### [Task brief]
Turn the lines below into a JSON list of strings, one string per line, leaving out any blank lines.

****************************************

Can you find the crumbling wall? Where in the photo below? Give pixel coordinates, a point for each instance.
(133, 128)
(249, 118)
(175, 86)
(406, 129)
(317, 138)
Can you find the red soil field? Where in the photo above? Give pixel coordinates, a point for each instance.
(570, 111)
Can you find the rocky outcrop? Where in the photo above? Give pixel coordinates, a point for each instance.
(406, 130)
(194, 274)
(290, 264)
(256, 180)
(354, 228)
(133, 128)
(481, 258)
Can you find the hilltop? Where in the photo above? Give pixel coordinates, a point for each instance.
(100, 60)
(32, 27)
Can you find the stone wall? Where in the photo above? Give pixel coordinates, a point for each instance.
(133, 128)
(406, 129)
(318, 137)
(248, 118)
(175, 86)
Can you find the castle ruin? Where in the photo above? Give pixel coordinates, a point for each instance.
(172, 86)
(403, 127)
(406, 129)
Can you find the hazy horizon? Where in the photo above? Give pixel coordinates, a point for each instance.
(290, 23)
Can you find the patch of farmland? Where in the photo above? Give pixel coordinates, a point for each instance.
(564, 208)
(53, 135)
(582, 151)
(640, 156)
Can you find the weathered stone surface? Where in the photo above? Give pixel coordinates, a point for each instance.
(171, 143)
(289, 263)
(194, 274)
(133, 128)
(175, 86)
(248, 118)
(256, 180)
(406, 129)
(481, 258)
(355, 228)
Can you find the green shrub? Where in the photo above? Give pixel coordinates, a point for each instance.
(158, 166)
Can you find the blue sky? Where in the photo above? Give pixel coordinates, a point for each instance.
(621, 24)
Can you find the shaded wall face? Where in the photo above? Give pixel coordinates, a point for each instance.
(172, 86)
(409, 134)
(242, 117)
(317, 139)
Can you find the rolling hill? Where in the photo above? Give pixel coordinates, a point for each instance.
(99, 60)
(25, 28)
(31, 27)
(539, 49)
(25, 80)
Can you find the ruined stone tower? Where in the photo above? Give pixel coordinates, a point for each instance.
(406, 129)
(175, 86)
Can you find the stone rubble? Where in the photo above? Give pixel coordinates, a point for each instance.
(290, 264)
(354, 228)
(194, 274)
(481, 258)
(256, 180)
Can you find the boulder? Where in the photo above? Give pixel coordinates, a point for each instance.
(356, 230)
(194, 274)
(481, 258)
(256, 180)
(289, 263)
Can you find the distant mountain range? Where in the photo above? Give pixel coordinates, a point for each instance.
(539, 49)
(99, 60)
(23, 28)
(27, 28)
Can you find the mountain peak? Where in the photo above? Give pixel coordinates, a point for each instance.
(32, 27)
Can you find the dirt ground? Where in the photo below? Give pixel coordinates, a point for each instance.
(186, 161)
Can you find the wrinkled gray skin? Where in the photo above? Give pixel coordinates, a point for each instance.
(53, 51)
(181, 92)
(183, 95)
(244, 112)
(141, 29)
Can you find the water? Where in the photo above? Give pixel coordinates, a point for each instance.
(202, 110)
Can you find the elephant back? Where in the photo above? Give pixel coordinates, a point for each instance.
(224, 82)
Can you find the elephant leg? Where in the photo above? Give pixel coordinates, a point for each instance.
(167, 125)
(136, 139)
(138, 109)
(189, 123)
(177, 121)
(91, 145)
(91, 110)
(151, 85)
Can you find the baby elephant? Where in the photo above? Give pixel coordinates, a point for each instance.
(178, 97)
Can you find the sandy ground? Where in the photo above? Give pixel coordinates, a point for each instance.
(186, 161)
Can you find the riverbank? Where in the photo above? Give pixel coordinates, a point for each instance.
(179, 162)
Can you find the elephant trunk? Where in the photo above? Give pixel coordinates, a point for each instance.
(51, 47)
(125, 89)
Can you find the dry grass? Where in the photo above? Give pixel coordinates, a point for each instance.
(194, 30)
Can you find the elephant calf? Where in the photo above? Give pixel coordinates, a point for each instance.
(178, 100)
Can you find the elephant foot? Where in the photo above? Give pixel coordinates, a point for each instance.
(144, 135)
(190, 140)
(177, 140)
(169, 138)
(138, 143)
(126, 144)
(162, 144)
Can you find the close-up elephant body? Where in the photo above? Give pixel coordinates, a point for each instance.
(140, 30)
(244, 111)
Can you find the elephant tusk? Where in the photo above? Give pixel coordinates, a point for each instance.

****************************************

### [Result of the task]
[
  "Can you find the crumbling wall? Where in the photo below? Give pixel coordinates, a point for each instance.",
  "(133, 128)",
  "(249, 118)",
  "(175, 86)",
  "(406, 129)",
  "(317, 138)",
  "Can you find the red soil field? Where in the photo above? Give pixel coordinates, a point for each instance.",
  "(570, 111)",
  "Can you find the rocky outcrop? Where in the photo above? Give pixel coordinates, a point for each instance.",
  "(406, 130)",
  "(194, 274)",
  "(290, 264)",
  "(256, 180)",
  "(354, 228)",
  "(133, 128)",
  "(481, 258)",
  "Can you find the hilltop? Where in the photo above? Give pixel coordinates, a point for each instance.",
  "(100, 60)",
  "(32, 27)",
  "Can you find the stone wall? Where in the photo above? Give pixel coordinates, a point for each instance.",
  "(133, 128)",
  "(406, 129)",
  "(318, 137)",
  "(248, 118)",
  "(175, 86)",
  "Can you find the castle ruin? Where in the photo above? Give pixel coordinates, a point for each instance.",
  "(172, 86)",
  "(403, 127)",
  "(406, 129)",
  "Can you find the hazy horizon? Where in the photo above? Give pixel coordinates, a point for each instance.",
  "(290, 23)",
  "Can you find the patch of farmland? Where in the photo above? Give pixel coordinates, a point for each instance.",
  "(564, 208)",
  "(53, 135)",
  "(582, 151)",
  "(640, 156)",
  "Can you find the weathered stone surface? Where in the photo above? Give pixel coordinates, a point for each instance.",
  "(171, 143)",
  "(289, 263)",
  "(194, 274)",
  "(133, 128)",
  "(175, 86)",
  "(248, 118)",
  "(256, 180)",
  "(406, 129)",
  "(481, 258)",
  "(355, 228)",
  "Can you find the green shrub? Where in the photo above? Give pixel coordinates, a point for each instance.",
  "(158, 166)",
  "Can you find the blue sky? Where in the photo above? Give pixel coordinates, a point for each instance.",
  "(621, 24)",
  "Can you find the shaded wall face? Where in the photo above? Give pixel coordinates, a point for each instance.",
  "(172, 86)",
  "(409, 134)",
  "(242, 117)",
  "(317, 139)",
  "Can you find the rolling hill? Where in the photo above? Give pixel coordinates, a point for each instance.",
  "(99, 60)",
  "(25, 28)",
  "(31, 27)",
  "(539, 49)",
  "(25, 80)",
  "Can you find the ruined stone tower? Where in the photo above? Give pixel coordinates, a point for each instance.",
  "(406, 129)",
  "(175, 86)",
  "Can you find the stone rubble? Where in the photo above? Give pixel coordinates, a point for each instance.",
  "(290, 264)",
  "(354, 228)",
  "(194, 274)",
  "(481, 258)",
  "(256, 180)",
  "Can you find the boulder? Where in the photo above? Give pixel coordinates, a point for each instance.",
  "(356, 230)",
  "(194, 274)",
  "(481, 258)",
  "(256, 180)",
  "(289, 263)",
  "Can you find the distant mountain range? Where in the photo above? Give pixel coordinates, a point for each instance.",
  "(539, 49)",
  "(99, 60)",
  "(23, 28)",
  "(27, 28)",
  "Can you find the mountain peak? Where in the photo above? Give pixel coordinates, a point for each instance.",
  "(32, 27)",
  "Can you find the dirt ground? Where in the photo below? Give pixel coordinates, a point for each instance.",
  "(186, 161)",
  "Can you find the wrinkled gray skin? Where in the photo above? Give pixel coordinates, a point for each instance.",
  "(53, 51)",
  "(181, 92)",
  "(183, 95)",
  "(244, 112)",
  "(141, 29)",
  "Can you find the water? Where in the photo above? Give pixel coordinates, a point for each instance.",
  "(202, 110)",
  "Can you find the elephant back? Where in the photo above? Give pixel coordinates, a point for each instance.",
  "(224, 82)",
  "Can you find the elephant leg? Where in the photo above? Give pixel coordinates, a point for each instance.",
  "(167, 125)",
  "(136, 139)",
  "(138, 109)",
  "(189, 123)",
  "(177, 121)",
  "(91, 145)",
  "(91, 110)",
  "(151, 85)",
  "Can you find the baby elephant? Where in the photo above? Give pixel coordinates, a point for each instance.",
  "(178, 97)",
  "Can you find the sandy ground? Where in the photo above? Give pixel coordinates, a point for each instance.",
  "(186, 161)",
  "Can you find the riverbank? Where in the photo above? Give pixel coordinates, a point for each instance.",
  "(179, 162)",
  "Can you find the elephant trunk? Where in the photo above? Give pixel coordinates, a point for each instance.",
  "(51, 47)",
  "(125, 89)",
  "Can you find the dry grass? Where in the photo above? Give pixel coordinates, a point for each instance.",
  "(194, 30)",
  "Can you find the elephant calf? Where in the photo above? Give pixel coordinates, a point for each instance.",
  "(178, 100)",
  "Can you find the elephant foot? Where in the photo above? Give pixel coordinates, a point for each instance.",
  "(144, 135)",
  "(190, 140)",
  "(177, 140)",
  "(169, 138)",
  "(138, 143)",
  "(126, 144)",
  "(162, 144)",
  "Can you find the close-up elephant body? Where in the photo above? Give pixel coordinates, a point for each instance.",
  "(140, 30)",
  "(244, 111)",
  "Can you find the elephant tusk? Where in the photo above? Give pixel coordinates, a point for each instance."
]